• Your objective: Print the following entries without any change.
*** Opening of Data section ***
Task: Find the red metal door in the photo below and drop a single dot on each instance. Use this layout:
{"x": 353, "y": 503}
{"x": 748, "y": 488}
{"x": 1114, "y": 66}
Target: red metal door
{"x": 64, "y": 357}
*** Close of Data section ***
• Written reply:
Task: Find the red metal door in the photo below and drop a single dot on each instance. Use this layout:
{"x": 353, "y": 503}
{"x": 748, "y": 488}
{"x": 1114, "y": 66}
Target: red metal door
{"x": 64, "y": 357}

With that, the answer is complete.